▸ Exercise details
Return, from the listing below, each line where the word "curled" appears.
- Opening Delimiter -
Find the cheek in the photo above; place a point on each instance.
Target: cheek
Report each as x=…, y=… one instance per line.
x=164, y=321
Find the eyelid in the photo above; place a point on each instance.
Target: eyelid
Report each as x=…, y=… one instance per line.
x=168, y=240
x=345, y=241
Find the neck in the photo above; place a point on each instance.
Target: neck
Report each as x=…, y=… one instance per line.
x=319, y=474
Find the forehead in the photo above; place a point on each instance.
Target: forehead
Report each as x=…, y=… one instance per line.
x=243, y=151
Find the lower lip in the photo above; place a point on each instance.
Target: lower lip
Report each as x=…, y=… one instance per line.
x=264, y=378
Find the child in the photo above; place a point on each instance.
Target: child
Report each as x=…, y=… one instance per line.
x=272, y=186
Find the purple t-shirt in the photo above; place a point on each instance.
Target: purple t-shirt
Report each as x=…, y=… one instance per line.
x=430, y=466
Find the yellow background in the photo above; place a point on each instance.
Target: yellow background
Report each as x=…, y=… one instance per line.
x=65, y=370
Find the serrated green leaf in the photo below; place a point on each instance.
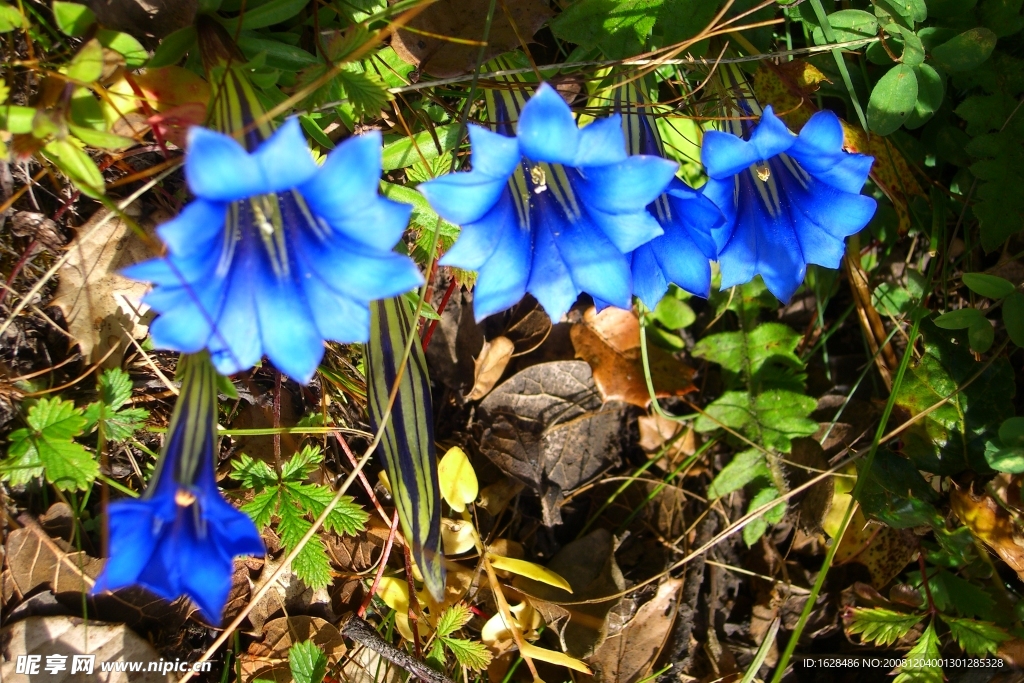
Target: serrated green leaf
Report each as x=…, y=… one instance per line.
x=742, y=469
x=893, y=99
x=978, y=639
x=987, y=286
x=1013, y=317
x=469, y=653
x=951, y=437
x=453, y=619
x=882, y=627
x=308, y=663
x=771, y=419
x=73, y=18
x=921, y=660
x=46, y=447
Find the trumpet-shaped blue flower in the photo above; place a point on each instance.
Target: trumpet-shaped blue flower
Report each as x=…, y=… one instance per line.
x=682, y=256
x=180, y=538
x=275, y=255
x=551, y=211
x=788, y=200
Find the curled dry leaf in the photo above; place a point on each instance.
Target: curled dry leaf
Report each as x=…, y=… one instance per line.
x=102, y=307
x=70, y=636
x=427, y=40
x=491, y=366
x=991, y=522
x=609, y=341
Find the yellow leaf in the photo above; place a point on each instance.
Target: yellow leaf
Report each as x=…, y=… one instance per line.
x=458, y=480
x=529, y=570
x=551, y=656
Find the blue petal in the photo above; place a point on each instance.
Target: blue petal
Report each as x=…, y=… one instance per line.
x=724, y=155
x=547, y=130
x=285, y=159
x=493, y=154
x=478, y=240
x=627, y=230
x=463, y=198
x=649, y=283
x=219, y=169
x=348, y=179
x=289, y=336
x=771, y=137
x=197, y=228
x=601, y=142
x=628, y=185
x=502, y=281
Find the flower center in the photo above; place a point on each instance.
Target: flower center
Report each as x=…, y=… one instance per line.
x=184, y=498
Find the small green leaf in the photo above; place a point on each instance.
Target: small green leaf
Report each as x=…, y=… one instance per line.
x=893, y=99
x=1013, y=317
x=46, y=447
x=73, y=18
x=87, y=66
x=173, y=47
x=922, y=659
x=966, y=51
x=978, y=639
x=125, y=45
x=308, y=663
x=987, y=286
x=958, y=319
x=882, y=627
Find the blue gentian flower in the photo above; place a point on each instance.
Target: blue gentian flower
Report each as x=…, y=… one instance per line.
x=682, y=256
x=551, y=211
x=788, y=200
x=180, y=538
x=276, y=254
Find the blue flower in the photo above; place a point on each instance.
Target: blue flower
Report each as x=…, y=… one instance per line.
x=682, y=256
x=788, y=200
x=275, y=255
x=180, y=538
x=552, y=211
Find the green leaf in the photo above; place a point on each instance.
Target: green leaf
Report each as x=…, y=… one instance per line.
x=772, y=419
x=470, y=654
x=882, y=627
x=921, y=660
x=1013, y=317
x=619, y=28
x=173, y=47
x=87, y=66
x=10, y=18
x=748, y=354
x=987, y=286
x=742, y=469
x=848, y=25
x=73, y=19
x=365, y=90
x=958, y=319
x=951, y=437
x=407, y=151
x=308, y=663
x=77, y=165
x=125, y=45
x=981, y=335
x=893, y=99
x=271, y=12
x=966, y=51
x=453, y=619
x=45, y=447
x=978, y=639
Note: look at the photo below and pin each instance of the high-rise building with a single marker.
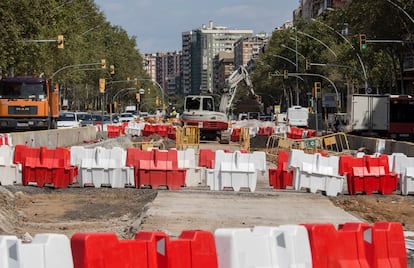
- Closing Delimiter -
▸ Written response
Find the curled dry leaf in the photo above; place a point on each instance.
Target: curled dry leaf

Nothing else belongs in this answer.